> [AIM]
Locate the line that contains "the dark hair". Print it and each following line through the end of the listing, verbatim, and nothing more.

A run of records
= = =
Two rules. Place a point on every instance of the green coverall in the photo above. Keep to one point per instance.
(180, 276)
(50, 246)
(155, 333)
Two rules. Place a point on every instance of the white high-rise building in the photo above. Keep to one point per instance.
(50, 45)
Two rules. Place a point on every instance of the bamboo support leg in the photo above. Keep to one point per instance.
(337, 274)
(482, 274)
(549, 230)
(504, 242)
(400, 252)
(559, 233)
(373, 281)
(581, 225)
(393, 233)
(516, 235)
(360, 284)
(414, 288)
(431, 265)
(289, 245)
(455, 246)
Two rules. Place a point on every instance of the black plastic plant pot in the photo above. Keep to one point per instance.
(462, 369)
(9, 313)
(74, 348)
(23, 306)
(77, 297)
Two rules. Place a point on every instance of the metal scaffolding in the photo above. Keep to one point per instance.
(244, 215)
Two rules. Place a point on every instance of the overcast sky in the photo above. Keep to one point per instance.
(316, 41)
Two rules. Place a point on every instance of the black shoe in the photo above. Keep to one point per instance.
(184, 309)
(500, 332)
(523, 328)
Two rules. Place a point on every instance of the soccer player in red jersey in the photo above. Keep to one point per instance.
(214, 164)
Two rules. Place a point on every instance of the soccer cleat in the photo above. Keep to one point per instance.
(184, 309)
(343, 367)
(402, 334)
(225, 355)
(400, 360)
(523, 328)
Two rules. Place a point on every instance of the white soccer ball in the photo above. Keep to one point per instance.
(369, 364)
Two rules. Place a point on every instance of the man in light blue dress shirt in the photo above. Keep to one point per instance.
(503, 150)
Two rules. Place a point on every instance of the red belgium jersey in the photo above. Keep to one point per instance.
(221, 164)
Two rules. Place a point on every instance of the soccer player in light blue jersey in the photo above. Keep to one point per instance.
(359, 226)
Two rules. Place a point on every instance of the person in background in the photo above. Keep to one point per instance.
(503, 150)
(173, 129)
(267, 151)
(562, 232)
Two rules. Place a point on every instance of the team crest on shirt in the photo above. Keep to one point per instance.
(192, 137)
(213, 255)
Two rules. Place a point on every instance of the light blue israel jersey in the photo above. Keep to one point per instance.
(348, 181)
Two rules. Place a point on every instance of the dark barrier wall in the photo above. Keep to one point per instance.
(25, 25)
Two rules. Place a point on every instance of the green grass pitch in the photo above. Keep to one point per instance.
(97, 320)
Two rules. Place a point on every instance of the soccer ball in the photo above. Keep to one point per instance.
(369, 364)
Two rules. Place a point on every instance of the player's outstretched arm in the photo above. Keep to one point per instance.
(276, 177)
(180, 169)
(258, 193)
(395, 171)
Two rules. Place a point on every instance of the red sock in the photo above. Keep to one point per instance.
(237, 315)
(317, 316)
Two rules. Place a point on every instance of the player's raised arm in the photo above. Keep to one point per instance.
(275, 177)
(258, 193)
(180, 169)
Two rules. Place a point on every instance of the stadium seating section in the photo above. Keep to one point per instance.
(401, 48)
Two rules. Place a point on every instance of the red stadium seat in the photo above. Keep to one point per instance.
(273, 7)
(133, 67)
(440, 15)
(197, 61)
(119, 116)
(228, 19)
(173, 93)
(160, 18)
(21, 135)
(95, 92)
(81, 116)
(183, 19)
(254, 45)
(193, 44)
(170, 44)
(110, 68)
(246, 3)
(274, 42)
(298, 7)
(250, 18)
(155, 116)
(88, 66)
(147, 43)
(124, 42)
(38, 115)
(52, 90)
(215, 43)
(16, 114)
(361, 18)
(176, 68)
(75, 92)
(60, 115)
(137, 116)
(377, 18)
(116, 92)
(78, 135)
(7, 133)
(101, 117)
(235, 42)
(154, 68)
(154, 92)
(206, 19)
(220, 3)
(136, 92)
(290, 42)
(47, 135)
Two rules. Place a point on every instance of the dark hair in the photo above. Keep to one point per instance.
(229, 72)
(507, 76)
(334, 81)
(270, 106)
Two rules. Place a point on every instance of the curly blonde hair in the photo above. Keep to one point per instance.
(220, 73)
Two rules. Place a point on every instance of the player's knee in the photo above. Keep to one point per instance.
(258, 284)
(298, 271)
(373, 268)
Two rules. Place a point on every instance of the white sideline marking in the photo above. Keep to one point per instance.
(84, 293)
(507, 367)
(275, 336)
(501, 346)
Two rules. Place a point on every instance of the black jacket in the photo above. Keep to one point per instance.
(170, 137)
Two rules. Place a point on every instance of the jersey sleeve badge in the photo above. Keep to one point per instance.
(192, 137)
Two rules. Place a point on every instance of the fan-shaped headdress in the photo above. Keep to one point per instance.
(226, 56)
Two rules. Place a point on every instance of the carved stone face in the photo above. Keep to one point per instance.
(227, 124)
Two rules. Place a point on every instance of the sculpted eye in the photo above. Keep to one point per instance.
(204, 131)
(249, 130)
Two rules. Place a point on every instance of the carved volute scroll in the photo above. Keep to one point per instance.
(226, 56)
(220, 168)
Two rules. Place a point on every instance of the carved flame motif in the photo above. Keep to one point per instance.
= = =
> [RESULT]
Two rules. Place a point on every instance of the dark hair in the photo above. Keep to one point per instance.
(229, 72)
(507, 76)
(334, 81)
(270, 106)
Two rules. Place a point on every instance of the curly blonde hair in the photo above. Keep to one point per instance.
(220, 73)
Two rules. Place a point on every instance of the player's knee in the photo above. Keep to one point per instance.
(258, 284)
(298, 271)
(373, 268)
Two rules. Place a point on every instance of the white sideline marking in the photo above. Keep to one point per instance.
(84, 293)
(507, 367)
(275, 336)
(501, 346)
Two rules. Place a point on every instance of the black jacket in the photo above. Keep to one point per instance.
(170, 137)
Two rules. Place a point on every instance of the jersey sleeve badge in the photo above. Keep to one point per instance.
(192, 137)
Two rules. Place a point on every instance of the fan-shaped headdress in the photo above. Keep to one point per instance.
(226, 56)
Two rules. Place a point on every instance of the carved stone face in the photo above. Keep to one point per instance.
(227, 124)
Two rules. Place a point on every instance of the sculpted eye in the photo above. Keep to one point per instance.
(204, 131)
(249, 130)
Two rules. Place a point on every instance of the carved volute scroll in the photo above. Keep to one point per instance.
(226, 56)
(220, 168)
Two rules. Place a point on every instance of the carved flame motif in the photo above. Keep to one point per instance.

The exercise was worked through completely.